■ Task objective
Retype the listing exactly, so that the copy matches it line for line.

== The input ==

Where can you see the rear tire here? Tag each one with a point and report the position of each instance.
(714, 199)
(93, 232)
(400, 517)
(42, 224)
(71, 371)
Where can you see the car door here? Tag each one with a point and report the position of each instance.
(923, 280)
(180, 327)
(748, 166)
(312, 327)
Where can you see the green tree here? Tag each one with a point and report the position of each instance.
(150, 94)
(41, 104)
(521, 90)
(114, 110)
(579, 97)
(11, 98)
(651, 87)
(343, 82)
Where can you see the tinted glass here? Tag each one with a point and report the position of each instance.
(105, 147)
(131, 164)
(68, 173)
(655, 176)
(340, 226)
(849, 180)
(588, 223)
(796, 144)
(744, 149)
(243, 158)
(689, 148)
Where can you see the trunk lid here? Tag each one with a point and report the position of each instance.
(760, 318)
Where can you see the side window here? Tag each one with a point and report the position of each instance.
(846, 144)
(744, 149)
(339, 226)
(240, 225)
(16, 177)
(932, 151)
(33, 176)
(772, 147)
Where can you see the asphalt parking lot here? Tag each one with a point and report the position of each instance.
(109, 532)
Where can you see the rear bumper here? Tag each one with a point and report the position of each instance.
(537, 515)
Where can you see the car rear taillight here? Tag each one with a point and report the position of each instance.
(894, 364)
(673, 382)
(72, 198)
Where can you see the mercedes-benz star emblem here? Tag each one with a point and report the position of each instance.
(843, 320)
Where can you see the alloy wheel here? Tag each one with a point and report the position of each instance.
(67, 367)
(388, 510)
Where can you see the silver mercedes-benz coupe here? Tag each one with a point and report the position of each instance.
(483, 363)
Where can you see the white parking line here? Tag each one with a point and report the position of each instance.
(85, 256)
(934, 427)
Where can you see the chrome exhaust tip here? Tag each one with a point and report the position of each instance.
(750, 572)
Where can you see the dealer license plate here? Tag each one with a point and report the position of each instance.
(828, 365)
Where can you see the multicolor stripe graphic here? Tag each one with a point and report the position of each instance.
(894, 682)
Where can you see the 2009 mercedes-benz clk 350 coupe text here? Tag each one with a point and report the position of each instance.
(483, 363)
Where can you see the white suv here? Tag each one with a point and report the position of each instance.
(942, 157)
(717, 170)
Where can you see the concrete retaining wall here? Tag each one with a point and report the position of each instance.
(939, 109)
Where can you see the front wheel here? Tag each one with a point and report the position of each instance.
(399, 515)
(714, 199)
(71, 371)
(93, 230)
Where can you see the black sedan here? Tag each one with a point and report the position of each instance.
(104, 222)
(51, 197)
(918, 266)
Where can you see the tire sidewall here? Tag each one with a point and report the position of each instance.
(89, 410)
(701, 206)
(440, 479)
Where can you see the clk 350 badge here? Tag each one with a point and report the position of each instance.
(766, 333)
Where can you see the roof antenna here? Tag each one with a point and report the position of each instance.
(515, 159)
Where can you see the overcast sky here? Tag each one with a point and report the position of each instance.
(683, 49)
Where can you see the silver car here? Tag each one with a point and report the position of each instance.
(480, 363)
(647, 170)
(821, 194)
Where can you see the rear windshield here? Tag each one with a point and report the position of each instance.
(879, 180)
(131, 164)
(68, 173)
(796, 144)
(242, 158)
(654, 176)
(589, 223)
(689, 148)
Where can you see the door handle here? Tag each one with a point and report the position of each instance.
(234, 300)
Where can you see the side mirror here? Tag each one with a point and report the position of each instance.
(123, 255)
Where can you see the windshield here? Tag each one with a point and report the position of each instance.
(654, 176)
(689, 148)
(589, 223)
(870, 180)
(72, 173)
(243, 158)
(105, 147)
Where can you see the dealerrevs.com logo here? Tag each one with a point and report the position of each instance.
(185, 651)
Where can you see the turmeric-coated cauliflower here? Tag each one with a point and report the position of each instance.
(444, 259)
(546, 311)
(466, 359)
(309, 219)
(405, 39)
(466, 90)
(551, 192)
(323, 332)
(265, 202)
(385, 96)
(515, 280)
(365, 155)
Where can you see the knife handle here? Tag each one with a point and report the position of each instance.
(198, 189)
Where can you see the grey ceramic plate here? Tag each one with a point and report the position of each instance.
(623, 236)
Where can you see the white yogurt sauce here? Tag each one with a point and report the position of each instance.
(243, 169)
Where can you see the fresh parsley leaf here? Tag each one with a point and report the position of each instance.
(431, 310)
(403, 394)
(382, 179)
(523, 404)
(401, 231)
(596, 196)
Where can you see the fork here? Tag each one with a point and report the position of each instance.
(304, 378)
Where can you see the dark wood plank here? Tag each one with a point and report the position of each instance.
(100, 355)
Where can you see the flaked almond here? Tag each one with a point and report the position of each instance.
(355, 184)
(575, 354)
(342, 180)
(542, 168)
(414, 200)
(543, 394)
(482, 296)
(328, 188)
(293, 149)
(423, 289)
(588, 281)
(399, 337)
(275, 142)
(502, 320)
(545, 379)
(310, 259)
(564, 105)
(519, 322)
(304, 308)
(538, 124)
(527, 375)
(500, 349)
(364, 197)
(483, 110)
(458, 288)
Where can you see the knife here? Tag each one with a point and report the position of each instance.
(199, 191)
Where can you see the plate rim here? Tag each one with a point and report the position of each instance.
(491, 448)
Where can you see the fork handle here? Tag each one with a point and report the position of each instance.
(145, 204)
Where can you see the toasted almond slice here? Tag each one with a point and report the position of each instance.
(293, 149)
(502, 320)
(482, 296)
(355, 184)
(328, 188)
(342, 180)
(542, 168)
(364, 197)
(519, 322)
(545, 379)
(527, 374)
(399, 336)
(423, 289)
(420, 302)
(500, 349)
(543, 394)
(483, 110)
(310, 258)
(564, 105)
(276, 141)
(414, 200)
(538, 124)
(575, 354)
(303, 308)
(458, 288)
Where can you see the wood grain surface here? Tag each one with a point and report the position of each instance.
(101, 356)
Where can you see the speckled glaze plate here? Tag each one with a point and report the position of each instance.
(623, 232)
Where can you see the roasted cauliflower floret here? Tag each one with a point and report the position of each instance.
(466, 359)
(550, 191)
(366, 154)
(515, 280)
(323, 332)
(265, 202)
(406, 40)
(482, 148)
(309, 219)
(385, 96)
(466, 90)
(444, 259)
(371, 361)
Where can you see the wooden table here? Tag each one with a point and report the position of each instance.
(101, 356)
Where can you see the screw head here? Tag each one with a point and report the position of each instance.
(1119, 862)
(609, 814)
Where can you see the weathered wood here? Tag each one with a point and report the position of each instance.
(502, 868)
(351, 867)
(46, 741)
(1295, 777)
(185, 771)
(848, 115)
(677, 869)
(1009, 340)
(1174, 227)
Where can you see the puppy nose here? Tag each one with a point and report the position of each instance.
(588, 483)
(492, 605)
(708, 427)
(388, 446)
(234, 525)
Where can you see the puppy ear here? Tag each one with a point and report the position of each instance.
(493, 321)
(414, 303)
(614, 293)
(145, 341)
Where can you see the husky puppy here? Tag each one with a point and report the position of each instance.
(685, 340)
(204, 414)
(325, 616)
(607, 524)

===

■ Response
Where can you see the rear tire here? Tag each one with a point and report the position of each instance.
(714, 199)
(93, 232)
(400, 517)
(42, 224)
(71, 371)
Where can you see the car door here? Tag each one with a point and report the position of each instance.
(923, 280)
(180, 327)
(748, 166)
(312, 327)
Where can you see the green tree here? Tag each one with a point and report the position of each instance.
(150, 94)
(41, 104)
(521, 90)
(114, 110)
(579, 97)
(11, 98)
(651, 87)
(343, 82)
Where can you see the tinted glass here? Tag each one with a point and report the position of each instance.
(105, 147)
(131, 164)
(68, 173)
(655, 176)
(340, 226)
(849, 180)
(588, 223)
(796, 144)
(744, 149)
(243, 158)
(689, 148)
Where can you see the trunk lid here? Tag each one with a point and report the position of each instance.
(760, 318)
Where can you see the side window here? Tag each one with a point and report the position of each instance.
(846, 144)
(744, 149)
(339, 226)
(240, 225)
(16, 177)
(932, 151)
(33, 176)
(772, 147)
Where can you see the asphalt parking lot here? Tag each one with a point and report the position of each instance.
(109, 532)
Where can you see the rear bumper here? Tag each one with a point and report the position of each instance.
(537, 515)
Where can you see the car rear taillight here? Tag each one with a point and report the position of each instance.
(894, 364)
(673, 382)
(72, 198)
Where can you see the mercedes-benz star emblem here? Tag each one with a point and report the position of each instance.
(843, 320)
Where can you see the alloy wheel here? Tag each one with a point and report the position of each instance.
(67, 367)
(388, 510)
Where can you see the silver mercedes-benz coupe here? Tag each one with a point and report the position of each instance.
(483, 363)
Where can you see the white parking line here? Tag each one with a point and report the position of each instance.
(85, 256)
(934, 427)
Where can you see the chrome exhaust tip here? Tag each one with a point and report the position of each instance.
(750, 572)
Where can you see the dealer license plate here? Tag each one with a point and report the position of each instance.
(828, 365)
Where can you see the multicolor stripe graphic here? Tag each one with a point and report the position of each instance.
(894, 682)
Where can you see the 2009 mercedes-benz clk 350 coupe text here? Tag each one with a point and report the position of each instance.
(483, 363)
Where can you see the white suv here? Tag each one with a point and report the position of each instance.
(942, 157)
(717, 170)
Where can you see the concrete retaining wall here? Tag each one with a point and report the position of each instance.
(939, 109)
Where can you see the front wheel here? Tag each one with a point and report the position of each instance.
(399, 515)
(714, 199)
(71, 371)
(93, 230)
Where can you see the black sedan here? Tag each one with a point and report the position of each instance.
(104, 222)
(51, 197)
(918, 266)
Where can you see the tire sidewall here? Tag each one with a point and report the position of each instance.
(89, 410)
(701, 206)
(440, 479)
Where can you see the clk 350 badge here? Tag each one with a point and report the position of each instance.
(766, 333)
Where can you see the roof antenna here? Tag each one with a point and report the position of each instance.
(515, 159)
Where can you see the overcast sky here? Tag each one with a point and report the position of each instance.
(683, 49)
Where can you see the silver car here? Tag each one with a point and report the position of each instance.
(480, 363)
(647, 170)
(821, 194)
Where can you see the rear windshield here? Tag each one with a point and report the position of each instance.
(879, 180)
(131, 164)
(68, 173)
(796, 144)
(242, 158)
(654, 176)
(589, 223)
(689, 148)
Where can you see the door handle here? Tag each one with a point and report the position of each instance.
(234, 300)
Where can you see the side mirror here? Tag each one with a point and report the position of each instance.
(123, 255)
Where can you see the windshield here? Tag each one with a point and report the position of each instance.
(654, 176)
(689, 148)
(589, 223)
(870, 180)
(72, 173)
(243, 158)
(105, 147)
Where can you see the dealerrevs.com logo here? Tag each one with a point and report the position of each instance.
(185, 651)
Where can you see the turmeric-coated cauliflower here? Tag each one with a point and report the position of each instance.
(444, 259)
(546, 311)
(466, 359)
(309, 219)
(405, 39)
(466, 90)
(551, 192)
(323, 332)
(265, 202)
(385, 96)
(515, 280)
(365, 155)
Where can you see the knife handle here? Tag each one with a point and report the position of each instance.
(198, 189)
Where can you see the grey ceramic plate here? Tag each one with a point and report the position of each instance.
(623, 236)
Where can you see the white yogurt sauce here? Tag each one with a point and report the position of each instance.
(243, 169)
Where can you see the fresh parsley leaf here? Tag each one with a point and report the position of each instance.
(431, 310)
(403, 394)
(382, 179)
(523, 404)
(401, 231)
(596, 196)
Where can you see the fork here? Tag each one with a point and report the position of each instance.
(304, 378)
Where can you see the dark wood plank here? Tag each one with a point and report the position of each instance.
(100, 355)
Where can you see the flaked almond here? Tag each one with a point and report the position of each instance.
(355, 184)
(575, 354)
(342, 180)
(542, 168)
(414, 200)
(543, 394)
(482, 296)
(328, 188)
(293, 149)
(423, 289)
(588, 281)
(399, 337)
(275, 142)
(502, 320)
(545, 379)
(310, 259)
(564, 105)
(519, 322)
(304, 308)
(538, 124)
(527, 375)
(500, 349)
(364, 197)
(483, 110)
(458, 288)
Where can you see the knife here? Tag each one with a point and report the position of each instance.
(199, 191)
Where can you see the plate rim here? Tag each one with a point and report the position of each instance.
(491, 448)
Where can you see the fork handle here? Tag each one with a point and report the position of each instance.
(145, 204)
Where can you see the toasted almond slice here? Tag each one with a point and report the position of each instance.
(293, 149)
(502, 320)
(482, 296)
(355, 184)
(328, 188)
(342, 180)
(542, 168)
(364, 197)
(519, 322)
(545, 379)
(527, 374)
(399, 336)
(423, 289)
(420, 302)
(500, 349)
(543, 394)
(483, 110)
(310, 258)
(564, 105)
(276, 141)
(414, 200)
(538, 124)
(575, 354)
(303, 308)
(458, 288)
Where can you see the wood grain surface here? Tag each one with a point and report the position of each instance.
(101, 356)
Where can you see the speckled glaze plate here? Tag each one with a point and report the position of each instance.
(623, 232)
Where can you see the roasted cauliflower floret here? Tag each one with a point and report the position of each instance.
(466, 359)
(550, 191)
(366, 154)
(515, 280)
(323, 332)
(265, 202)
(406, 40)
(482, 148)
(309, 219)
(385, 96)
(466, 90)
(444, 259)
(371, 361)
Where can you see the wooden table here? Tag each one with a point and report the position of each instance.
(101, 356)
Where can you see the screw head here? Tag each one with a point and report the position of each instance.
(1119, 862)
(609, 814)
Where can you see the weathered wood here? Tag each one with a point and report the position of each instance.
(502, 868)
(351, 867)
(46, 741)
(1295, 777)
(185, 771)
(848, 115)
(677, 869)
(1009, 340)
(1174, 227)
Where can you see the puppy nose here? Tag each one with a point and report the position of each instance.
(588, 483)
(492, 605)
(708, 427)
(388, 446)
(234, 525)
Where can you see the puppy ear here? Tag each one with a point and report the position of each instance.
(493, 321)
(414, 303)
(614, 293)
(145, 341)
Where can you see the husky puppy here? Tag each one with a point and report the position of each instance.
(685, 340)
(204, 414)
(325, 616)
(607, 524)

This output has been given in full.